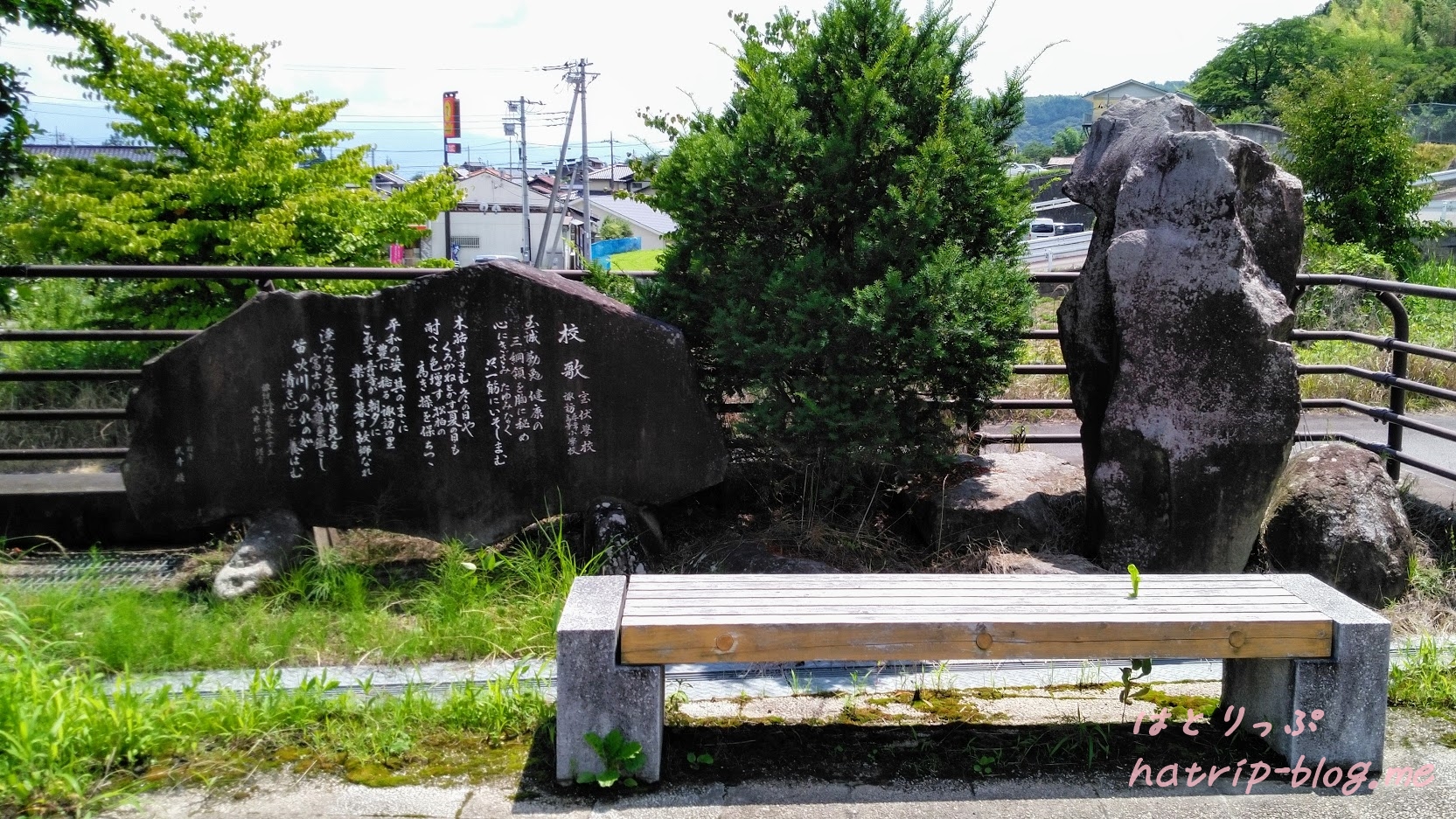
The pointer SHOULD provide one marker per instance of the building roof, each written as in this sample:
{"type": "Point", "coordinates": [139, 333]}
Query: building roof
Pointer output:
{"type": "Point", "coordinates": [630, 210]}
{"type": "Point", "coordinates": [133, 153]}
{"type": "Point", "coordinates": [1132, 87]}
{"type": "Point", "coordinates": [615, 173]}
────────────────────────────────────────
_TASK_
Count every line in the listing above where the string "building" occurs, and report the count and nothing more.

_EXERCISE OUTPUT_
2